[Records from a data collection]

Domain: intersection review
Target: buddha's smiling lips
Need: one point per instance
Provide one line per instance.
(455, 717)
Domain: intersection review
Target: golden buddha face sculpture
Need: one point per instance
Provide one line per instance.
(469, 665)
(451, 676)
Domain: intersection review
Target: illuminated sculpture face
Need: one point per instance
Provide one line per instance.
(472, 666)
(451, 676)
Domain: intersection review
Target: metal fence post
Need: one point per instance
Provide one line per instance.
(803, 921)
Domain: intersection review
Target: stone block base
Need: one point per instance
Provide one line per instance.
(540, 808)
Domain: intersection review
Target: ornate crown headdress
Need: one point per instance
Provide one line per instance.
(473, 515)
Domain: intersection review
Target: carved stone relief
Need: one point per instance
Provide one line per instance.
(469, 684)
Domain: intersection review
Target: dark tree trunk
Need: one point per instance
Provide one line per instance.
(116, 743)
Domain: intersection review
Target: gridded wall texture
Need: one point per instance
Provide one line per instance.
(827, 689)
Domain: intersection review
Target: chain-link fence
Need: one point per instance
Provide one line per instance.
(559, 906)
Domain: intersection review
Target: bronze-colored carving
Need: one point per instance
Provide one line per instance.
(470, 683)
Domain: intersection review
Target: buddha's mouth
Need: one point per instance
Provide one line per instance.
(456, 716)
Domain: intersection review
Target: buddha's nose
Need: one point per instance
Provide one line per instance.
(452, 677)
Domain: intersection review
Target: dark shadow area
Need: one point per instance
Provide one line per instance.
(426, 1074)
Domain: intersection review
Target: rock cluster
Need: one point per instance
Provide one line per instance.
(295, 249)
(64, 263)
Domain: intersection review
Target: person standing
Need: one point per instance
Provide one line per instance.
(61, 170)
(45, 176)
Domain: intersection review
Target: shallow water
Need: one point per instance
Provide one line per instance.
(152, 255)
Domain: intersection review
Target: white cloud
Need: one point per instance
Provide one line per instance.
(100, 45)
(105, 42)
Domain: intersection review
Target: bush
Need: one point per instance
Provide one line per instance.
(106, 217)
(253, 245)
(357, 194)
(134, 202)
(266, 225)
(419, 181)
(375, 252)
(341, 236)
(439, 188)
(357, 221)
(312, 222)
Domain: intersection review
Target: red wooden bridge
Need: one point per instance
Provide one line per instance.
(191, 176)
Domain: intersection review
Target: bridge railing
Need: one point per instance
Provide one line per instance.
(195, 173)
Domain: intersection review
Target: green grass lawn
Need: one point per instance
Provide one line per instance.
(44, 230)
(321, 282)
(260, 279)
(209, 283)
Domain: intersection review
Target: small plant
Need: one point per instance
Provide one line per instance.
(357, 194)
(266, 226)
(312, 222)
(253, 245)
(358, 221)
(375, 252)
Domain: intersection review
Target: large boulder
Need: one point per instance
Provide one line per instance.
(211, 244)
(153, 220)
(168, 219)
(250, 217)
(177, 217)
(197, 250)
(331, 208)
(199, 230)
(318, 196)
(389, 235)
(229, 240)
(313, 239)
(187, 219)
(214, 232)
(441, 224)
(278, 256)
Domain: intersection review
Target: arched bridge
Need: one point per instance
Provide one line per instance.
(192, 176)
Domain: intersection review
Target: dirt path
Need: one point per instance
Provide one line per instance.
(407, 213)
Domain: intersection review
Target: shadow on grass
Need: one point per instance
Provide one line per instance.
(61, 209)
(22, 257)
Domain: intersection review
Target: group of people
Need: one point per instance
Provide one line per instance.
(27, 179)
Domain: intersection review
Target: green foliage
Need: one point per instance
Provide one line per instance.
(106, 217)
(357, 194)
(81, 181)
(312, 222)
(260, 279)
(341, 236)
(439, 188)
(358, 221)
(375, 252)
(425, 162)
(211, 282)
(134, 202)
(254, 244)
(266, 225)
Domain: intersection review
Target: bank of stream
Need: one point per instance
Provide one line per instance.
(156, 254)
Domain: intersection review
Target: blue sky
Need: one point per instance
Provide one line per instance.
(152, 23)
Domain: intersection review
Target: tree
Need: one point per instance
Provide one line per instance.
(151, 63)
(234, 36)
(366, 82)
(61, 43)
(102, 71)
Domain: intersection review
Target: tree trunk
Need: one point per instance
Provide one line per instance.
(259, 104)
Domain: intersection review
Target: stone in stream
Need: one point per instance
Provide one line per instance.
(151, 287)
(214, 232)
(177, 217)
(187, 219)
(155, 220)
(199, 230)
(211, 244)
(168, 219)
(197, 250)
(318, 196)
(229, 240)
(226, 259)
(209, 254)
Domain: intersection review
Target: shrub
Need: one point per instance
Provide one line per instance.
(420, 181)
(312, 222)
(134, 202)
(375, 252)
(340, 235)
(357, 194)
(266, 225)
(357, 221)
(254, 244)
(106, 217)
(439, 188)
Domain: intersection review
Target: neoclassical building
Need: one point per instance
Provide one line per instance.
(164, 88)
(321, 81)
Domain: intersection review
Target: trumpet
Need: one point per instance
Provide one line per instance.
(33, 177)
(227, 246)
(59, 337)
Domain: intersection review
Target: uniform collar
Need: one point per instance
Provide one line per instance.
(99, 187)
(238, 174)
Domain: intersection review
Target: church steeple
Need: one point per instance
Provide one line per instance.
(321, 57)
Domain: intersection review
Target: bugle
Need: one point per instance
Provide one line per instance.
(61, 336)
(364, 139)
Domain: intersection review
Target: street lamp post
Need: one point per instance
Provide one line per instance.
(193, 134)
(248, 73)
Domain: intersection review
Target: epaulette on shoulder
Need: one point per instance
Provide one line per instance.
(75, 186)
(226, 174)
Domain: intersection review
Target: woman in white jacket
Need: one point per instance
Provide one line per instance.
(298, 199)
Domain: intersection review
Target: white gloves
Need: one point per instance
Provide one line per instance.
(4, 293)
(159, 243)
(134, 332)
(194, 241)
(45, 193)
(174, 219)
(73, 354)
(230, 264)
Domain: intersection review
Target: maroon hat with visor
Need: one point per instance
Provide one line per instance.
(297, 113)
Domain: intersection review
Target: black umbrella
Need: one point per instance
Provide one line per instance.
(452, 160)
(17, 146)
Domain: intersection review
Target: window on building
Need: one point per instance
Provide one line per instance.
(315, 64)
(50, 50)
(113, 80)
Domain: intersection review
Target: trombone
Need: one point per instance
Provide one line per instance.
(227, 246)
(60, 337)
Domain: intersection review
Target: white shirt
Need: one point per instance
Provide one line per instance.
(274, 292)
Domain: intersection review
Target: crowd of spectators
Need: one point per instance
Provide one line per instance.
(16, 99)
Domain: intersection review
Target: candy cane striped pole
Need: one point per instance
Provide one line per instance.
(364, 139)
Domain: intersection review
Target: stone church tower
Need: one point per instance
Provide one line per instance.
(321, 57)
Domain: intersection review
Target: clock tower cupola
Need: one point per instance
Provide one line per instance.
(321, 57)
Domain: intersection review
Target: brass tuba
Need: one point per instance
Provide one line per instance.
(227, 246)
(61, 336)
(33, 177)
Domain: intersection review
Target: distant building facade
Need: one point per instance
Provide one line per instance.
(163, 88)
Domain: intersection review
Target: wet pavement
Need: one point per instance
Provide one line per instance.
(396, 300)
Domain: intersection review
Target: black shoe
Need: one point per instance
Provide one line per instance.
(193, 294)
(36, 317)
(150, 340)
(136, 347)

> **Task to complete**
Without any change, reproduce the data in full.

> **Exercise answer**
Domain: intersection review
Target: buddha's smiling lips
Need: one point per instance
Provide one line per instance.
(455, 717)
Domain: intersection review
Target: golden buddha face sculpture
Need: one point per instance
Provide one line per instance.
(469, 665)
(451, 676)
Domain: intersection review
Target: illuminated sculpture face
Need: one point per instance
Provide one line per instance.
(472, 666)
(451, 676)
Domain: intersection review
Target: metal fence post
Need: one point per instance
Provide one line per instance.
(803, 921)
Domain: intersection review
Target: stone block base
Need: one point per instance
Provide one line per instance.
(540, 808)
Domain: intersection review
Target: ornate crown headdress
Need: one point per instance
Provide one line per instance.
(473, 515)
Domain: intersection review
Target: carved stone relief
Need: one point per instance
Provide one line per instance.
(469, 684)
Domain: intersection review
Target: dark tree trunk
Need: one point per instance
Provide one line per instance.
(116, 743)
Domain: intersection review
Target: gridded wall texture
Need: one point per instance
Provide one line per instance.
(827, 689)
Domain: intersection review
Target: chain-link fence
Need: one point per instance
Provide one line per instance.
(559, 906)
Domain: intersection review
Target: bronze-colored carving
Need: one point per instance
Provide one line per instance.
(470, 683)
Domain: intersection review
Target: buddha's mouth
Need: one point per instance
Provide one line per instance.
(456, 716)
Domain: intersection review
Target: buddha's nose
Need: one point per instance
Provide one line per instance.
(452, 677)
Domain: intersection review
Target: dark shadow area
Need: one point per instance
Provide one line per instance.
(426, 1074)
Domain: intersection review
Target: rock cluster
Need: one point per instance
Provide one line per instance.
(295, 249)
(64, 263)
Domain: intersection review
Target: person standing
Need: one point per instance
Provide one line per instance.
(61, 170)
(45, 176)
Domain: intersection review
Target: shallow water
Need: one point per instance
Provide one line per instance.
(152, 255)
Domain: intersection review
Target: white cloud
Need: one point per instance
Provide one line per instance.
(100, 45)
(105, 42)
Domain: intersection review
Target: bush
Need: one point per instance
Provide one line per instance.
(106, 217)
(253, 245)
(357, 194)
(134, 202)
(266, 225)
(419, 181)
(375, 252)
(341, 236)
(439, 188)
(357, 221)
(312, 222)
Domain: intersection review
Target: red wooden bridge
Need: one point per instance
Provide one line per instance.
(191, 176)
Domain: intersection review
Target: bridge railing
Need: one point per instance
Provide one line per instance.
(195, 173)
Domain: intersection review
Target: green grass lawn
Need: one point per instance
Provide one line per instance.
(44, 230)
(321, 282)
(260, 279)
(209, 283)
Domain: intersection review
Target: small plant
Need: one point per instance
Provide one line per instance.
(357, 194)
(266, 226)
(312, 222)
(253, 245)
(358, 221)
(375, 252)
Domain: intersection review
Target: large boulder
Need: one point per instance
Provide one line per instance.
(211, 244)
(153, 220)
(168, 219)
(250, 217)
(177, 217)
(197, 250)
(331, 208)
(199, 230)
(318, 196)
(389, 235)
(229, 240)
(313, 239)
(187, 219)
(214, 232)
(441, 224)
(278, 256)
Domain: intersection review
Target: arched bridge
Need: one point per instance
Provide one line per instance.
(192, 176)
Domain: intersection review
Target: dirt path
Need: one point per instance
Provide one line per instance.
(407, 213)
Domain: intersection review
Target: shadow on grass
Need: one point per instance
Provide one line per instance.
(61, 209)
(22, 257)
Domain: intersection review
Target: group of people
Need: one point per instance
Provide one line per instance.
(27, 179)
Domain: intersection review
Target: green foliage
Need: one point per instance
Provide one line per instance.
(106, 217)
(357, 194)
(81, 181)
(312, 222)
(260, 279)
(341, 236)
(439, 188)
(358, 221)
(375, 252)
(425, 162)
(211, 282)
(134, 202)
(254, 244)
(266, 225)
Domain: intersection review
Target: bank of stream
Need: one point per instance
Provide one line per instance.
(156, 254)
Domain: intersection review
Target: blue sky
Need: one point per instance
Provide one line per instance.
(152, 23)
Domain: intersection review
Target: tree
Need: one point per instance
Provide one line per instance.
(151, 63)
(234, 36)
(366, 82)
(61, 43)
(102, 71)
Domain: intersection review
Target: tree trunk
Need: one point per instance
Provide one line per instance.
(259, 104)
Domain: intersection review
Target: stone in stream
Need: one point per instance
Provide one line per instance.
(151, 287)
(214, 232)
(177, 217)
(187, 219)
(155, 220)
(199, 230)
(211, 244)
(168, 219)
(197, 250)
(318, 196)
(229, 240)
(226, 259)
(209, 254)
Domain: intersection review
Target: shrub
Need: one point per instance
Provide one line per instance.
(420, 181)
(312, 222)
(134, 202)
(375, 252)
(340, 235)
(357, 194)
(266, 225)
(357, 221)
(254, 244)
(106, 217)
(439, 188)
Domain: intersection review
Target: neoclassical building
Need: one point per instance
Provide one line per instance.
(164, 88)
(321, 81)
Domain: intersection review
Target: trumpet
Need: one point per instance
Provide one line per instance.
(33, 177)
(227, 246)
(59, 337)
Domain: intersection review
Target: uniform collar
Need: one point per instance
Provide one line per instance.
(99, 187)
(238, 174)
Domain: intersection review
Target: church steeple
Need: one point per instance
Provide one line per instance.
(321, 57)
Domain: intersection review
Target: bugle
Need: one point per instance
Provide one line per instance.
(61, 336)
(364, 139)
Domain: intersection review
Target: street lamp post
Need: one point per instance
Provide one line per instance.
(193, 134)
(248, 73)
Domain: intersection review
Target: epaulette on shoulder
Need: one point per instance
Provide one line per instance.
(75, 186)
(226, 174)
Domain: intersection review
Target: woman in white jacket
Need: one point per instance
Provide one line per instance.
(298, 199)
Domain: intersection review
Target: white gloves
Need: one point per instance
Provide one line per instance.
(4, 293)
(159, 243)
(134, 332)
(194, 241)
(45, 193)
(174, 219)
(73, 354)
(230, 264)
Domain: intersection review
Target: maroon hat with visor
Need: one point per instance
Provide one line per instance.
(297, 113)
Domain: intersection review
Target: black umbrella
Need: one point per instance
Provide one line per instance.
(452, 160)
(17, 146)
Domain: intersection review
Target: window on building
Need: one point per instance
Provide one line per instance.
(315, 64)
(50, 50)
(113, 80)
Domain: intersection review
Target: trombone
Need: one point per instance
Provide one line per instance.
(227, 246)
(60, 337)
Domain: intersection review
Target: white shirt
Need: one point per instance
Provide one line per instance.
(274, 292)
Domain: intersection review
Target: crowd of spectators
Need: one point per instance
Provide one line per instance.
(16, 99)
Domain: intersection review
Target: candy cane striped pole
Need: one point per instance
Provide one line per instance.
(364, 139)
Domain: intersection review
Target: stone church tower
Need: one point per instance
Provide one line per instance.
(321, 57)
Domain: intersection review
Target: clock tower cupola
Need: one point per instance
Provide one line per instance.
(321, 57)
Domain: intersection review
Target: brass tuba
Need: one point per instance
Provide one line per instance.
(227, 246)
(61, 336)
(33, 177)
Domain: intersection review
Target: distant building facade
Need: one point per instance
Provide one line per instance.
(163, 88)
Domain: intersection review
Target: wet pavement
Need: one point per instance
Provide one line per instance.
(396, 300)
Domain: intersection review
Target: black shoe
Need: one point per instance
Provide one line per instance.
(193, 294)
(36, 317)
(150, 340)
(136, 347)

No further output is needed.